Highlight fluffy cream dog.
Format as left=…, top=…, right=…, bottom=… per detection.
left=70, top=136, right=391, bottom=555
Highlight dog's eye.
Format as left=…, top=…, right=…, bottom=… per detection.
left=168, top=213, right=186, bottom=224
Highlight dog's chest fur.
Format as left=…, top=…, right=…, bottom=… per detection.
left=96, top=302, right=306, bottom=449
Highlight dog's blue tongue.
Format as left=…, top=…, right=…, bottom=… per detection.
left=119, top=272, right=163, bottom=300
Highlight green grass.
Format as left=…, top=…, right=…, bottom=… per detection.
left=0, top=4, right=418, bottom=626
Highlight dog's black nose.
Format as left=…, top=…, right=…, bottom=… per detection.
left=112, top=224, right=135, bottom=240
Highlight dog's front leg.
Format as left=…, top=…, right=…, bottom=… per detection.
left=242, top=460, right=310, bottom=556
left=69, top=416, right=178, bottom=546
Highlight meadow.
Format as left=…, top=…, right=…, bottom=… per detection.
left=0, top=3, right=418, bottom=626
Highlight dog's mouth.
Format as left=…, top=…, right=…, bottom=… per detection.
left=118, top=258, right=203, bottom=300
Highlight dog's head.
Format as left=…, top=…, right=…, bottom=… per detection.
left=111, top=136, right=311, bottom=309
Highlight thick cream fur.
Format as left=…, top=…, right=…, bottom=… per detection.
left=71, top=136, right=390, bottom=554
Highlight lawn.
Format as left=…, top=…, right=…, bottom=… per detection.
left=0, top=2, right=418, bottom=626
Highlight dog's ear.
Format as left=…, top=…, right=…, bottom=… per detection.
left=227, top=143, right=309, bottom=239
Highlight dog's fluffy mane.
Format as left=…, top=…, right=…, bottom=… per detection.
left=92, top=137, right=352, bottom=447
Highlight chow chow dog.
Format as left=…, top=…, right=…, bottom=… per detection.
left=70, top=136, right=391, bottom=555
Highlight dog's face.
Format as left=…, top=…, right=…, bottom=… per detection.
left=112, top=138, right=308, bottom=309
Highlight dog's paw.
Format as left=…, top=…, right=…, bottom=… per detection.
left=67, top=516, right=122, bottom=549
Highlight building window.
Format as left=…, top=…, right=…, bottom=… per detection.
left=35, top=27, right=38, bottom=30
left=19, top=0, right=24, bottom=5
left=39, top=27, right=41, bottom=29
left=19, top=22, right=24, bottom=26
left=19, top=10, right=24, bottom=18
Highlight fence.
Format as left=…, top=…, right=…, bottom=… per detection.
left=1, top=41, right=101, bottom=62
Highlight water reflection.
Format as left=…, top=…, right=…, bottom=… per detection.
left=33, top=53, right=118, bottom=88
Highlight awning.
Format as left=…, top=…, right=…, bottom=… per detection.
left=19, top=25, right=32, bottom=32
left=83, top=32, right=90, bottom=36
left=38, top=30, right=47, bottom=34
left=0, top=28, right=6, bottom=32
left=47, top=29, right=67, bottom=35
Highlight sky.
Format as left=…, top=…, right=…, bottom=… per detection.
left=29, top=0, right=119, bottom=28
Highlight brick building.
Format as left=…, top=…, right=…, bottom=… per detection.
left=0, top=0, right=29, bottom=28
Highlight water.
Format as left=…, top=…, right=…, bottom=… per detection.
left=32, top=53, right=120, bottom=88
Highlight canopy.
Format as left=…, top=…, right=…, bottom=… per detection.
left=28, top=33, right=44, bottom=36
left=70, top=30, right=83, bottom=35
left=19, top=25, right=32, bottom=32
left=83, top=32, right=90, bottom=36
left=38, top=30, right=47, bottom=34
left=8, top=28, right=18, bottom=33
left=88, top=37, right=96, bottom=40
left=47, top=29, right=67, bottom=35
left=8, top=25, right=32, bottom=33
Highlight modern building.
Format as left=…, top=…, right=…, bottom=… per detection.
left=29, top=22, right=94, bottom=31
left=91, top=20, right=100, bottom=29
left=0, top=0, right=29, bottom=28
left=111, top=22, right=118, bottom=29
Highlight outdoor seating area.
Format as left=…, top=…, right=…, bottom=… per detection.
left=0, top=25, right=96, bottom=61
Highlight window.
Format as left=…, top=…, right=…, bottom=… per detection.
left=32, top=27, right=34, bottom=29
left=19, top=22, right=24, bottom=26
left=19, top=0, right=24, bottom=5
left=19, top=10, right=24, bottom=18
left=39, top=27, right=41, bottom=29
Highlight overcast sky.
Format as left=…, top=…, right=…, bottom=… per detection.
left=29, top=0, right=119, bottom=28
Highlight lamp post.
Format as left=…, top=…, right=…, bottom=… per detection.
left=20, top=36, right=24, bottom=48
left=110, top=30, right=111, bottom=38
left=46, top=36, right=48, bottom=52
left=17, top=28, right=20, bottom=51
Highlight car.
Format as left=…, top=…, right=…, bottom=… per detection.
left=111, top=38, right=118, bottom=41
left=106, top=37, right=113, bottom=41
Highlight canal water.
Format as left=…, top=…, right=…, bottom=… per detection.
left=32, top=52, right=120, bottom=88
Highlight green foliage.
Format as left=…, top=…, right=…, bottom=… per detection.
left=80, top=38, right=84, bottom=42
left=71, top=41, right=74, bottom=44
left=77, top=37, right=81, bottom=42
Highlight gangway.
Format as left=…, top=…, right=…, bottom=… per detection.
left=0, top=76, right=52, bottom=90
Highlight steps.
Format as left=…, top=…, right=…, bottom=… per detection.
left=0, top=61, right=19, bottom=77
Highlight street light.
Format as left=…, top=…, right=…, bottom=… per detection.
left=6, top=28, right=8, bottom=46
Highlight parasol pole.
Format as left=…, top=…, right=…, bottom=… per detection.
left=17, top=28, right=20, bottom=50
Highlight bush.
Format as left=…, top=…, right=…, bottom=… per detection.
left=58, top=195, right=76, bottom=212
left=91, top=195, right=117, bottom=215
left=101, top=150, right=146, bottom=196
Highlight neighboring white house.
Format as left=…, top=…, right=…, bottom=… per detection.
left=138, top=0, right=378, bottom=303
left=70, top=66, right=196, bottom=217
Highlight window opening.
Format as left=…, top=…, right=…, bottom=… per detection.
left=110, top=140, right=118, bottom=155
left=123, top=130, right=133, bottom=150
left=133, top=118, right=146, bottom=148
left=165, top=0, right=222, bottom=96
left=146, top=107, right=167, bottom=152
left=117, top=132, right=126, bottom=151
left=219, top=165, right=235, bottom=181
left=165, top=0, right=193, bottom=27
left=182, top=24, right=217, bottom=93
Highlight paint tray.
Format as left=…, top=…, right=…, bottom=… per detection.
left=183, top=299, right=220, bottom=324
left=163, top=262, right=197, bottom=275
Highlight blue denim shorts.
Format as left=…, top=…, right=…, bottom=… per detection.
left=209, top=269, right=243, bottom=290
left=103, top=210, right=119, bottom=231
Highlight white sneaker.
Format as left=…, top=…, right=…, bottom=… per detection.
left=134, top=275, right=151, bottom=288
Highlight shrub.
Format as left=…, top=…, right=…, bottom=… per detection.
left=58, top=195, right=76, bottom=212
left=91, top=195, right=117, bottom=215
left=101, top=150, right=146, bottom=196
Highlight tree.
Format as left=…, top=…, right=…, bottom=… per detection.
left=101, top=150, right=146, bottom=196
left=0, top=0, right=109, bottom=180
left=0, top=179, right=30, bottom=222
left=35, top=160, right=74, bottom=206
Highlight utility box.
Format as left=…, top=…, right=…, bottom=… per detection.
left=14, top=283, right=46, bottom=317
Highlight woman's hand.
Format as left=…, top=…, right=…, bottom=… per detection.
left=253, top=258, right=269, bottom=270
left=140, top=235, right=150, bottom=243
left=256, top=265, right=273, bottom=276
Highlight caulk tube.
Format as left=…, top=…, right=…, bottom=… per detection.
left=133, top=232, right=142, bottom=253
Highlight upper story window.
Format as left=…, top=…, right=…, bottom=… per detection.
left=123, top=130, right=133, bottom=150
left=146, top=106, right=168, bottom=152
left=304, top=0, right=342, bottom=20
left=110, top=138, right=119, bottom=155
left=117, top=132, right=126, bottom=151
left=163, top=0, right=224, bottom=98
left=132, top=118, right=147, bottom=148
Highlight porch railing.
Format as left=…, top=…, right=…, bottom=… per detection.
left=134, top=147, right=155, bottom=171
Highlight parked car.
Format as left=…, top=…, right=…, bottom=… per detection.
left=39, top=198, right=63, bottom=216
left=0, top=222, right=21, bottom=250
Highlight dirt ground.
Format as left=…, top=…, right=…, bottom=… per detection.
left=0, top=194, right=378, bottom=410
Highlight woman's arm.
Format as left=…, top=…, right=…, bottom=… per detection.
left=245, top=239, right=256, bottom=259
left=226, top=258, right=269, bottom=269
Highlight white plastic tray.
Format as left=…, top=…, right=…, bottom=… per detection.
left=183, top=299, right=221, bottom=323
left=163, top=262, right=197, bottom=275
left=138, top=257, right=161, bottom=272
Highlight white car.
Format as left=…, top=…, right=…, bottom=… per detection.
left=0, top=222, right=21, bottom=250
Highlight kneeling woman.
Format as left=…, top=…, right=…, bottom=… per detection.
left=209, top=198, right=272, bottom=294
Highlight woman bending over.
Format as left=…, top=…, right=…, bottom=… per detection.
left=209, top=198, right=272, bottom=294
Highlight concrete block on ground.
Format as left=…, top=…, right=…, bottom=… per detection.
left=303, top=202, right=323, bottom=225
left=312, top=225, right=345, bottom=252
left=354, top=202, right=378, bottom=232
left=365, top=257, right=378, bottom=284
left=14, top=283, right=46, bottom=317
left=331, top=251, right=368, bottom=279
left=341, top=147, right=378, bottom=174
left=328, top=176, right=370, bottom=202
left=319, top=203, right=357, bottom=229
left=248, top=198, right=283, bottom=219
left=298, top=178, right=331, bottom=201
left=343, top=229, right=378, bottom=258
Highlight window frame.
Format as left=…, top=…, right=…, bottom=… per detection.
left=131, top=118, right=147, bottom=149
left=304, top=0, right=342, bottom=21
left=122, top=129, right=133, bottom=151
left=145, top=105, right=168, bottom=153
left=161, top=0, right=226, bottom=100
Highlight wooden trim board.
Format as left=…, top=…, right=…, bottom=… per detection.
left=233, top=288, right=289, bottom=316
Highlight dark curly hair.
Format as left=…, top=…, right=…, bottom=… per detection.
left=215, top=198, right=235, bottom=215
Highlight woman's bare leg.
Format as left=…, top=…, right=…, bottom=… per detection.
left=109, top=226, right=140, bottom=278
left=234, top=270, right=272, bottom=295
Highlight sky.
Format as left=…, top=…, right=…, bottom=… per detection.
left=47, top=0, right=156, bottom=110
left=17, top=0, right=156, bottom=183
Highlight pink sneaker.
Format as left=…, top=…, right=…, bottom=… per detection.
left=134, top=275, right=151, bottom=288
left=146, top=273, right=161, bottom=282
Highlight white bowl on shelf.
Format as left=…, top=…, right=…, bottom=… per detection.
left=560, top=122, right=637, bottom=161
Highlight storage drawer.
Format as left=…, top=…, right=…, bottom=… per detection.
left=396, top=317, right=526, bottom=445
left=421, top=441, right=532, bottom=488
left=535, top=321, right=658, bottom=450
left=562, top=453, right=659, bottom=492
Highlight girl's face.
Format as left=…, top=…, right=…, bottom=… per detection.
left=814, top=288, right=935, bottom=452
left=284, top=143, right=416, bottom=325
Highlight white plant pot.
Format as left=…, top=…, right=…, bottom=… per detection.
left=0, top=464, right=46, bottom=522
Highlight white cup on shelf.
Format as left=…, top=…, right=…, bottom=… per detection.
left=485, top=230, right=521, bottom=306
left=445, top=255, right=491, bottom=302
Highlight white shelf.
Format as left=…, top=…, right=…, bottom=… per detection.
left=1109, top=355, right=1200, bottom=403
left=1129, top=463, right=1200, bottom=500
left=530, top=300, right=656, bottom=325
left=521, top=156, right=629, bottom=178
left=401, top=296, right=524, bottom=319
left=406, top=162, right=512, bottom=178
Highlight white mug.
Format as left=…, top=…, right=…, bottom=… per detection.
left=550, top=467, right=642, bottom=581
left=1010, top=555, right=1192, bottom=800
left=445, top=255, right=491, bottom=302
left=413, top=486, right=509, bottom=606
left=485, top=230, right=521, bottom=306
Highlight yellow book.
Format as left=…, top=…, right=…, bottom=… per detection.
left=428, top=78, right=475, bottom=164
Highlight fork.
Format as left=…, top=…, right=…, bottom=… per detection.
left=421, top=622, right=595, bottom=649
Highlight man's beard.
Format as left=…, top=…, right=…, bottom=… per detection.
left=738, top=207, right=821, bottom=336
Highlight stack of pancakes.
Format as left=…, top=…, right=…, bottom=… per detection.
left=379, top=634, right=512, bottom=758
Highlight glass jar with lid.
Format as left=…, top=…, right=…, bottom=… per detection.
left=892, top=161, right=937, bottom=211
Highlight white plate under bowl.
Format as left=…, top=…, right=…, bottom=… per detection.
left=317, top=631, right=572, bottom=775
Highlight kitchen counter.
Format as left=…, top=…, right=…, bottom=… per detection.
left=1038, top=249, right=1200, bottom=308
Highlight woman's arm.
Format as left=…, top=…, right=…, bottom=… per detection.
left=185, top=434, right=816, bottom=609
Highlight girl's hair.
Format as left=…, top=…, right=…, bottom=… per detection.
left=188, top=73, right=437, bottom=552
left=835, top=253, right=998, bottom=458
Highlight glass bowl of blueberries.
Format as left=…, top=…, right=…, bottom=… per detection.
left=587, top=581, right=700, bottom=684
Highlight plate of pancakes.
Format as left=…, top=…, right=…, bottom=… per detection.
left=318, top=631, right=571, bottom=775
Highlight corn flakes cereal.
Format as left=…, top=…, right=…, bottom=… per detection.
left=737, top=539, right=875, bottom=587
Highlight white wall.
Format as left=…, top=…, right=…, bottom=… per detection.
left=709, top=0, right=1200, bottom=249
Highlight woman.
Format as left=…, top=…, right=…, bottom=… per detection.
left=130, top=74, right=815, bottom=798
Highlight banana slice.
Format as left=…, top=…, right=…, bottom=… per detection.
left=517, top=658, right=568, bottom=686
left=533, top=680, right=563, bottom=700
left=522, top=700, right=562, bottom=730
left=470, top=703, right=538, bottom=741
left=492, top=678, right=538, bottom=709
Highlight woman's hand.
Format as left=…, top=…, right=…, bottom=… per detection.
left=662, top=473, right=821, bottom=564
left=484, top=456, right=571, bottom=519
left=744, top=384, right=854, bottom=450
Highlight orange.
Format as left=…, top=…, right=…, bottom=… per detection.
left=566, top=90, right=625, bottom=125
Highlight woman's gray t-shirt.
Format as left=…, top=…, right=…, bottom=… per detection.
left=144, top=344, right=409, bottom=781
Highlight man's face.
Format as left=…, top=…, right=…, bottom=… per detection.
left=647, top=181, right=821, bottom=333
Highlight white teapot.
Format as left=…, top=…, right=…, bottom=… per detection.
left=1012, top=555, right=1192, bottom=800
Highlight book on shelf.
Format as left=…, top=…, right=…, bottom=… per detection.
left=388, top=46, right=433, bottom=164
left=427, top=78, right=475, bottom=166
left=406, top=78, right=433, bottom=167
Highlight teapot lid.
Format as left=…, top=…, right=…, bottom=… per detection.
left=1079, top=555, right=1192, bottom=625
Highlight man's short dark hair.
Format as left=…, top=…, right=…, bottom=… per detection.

■ Exercise brief
Reproduce the lines of the material above, from the line holding "Highlight green foliage." through the line holding "left=6, top=28, right=8, bottom=46", both included, without changing a character.

■ Correct answer
Highlight green foliage.
Format as left=…, top=…, right=…, bottom=… per detection.
left=80, top=38, right=84, bottom=42
left=71, top=41, right=74, bottom=44
left=77, top=37, right=81, bottom=42
Highlight gangway.
Format as left=…, top=…, right=…, bottom=… per detection.
left=0, top=76, right=52, bottom=90
Highlight steps.
Format as left=…, top=…, right=…, bottom=… per detection.
left=0, top=61, right=19, bottom=77
Highlight street light.
Format as left=…, top=…, right=…, bottom=… per detection.
left=6, top=28, right=8, bottom=46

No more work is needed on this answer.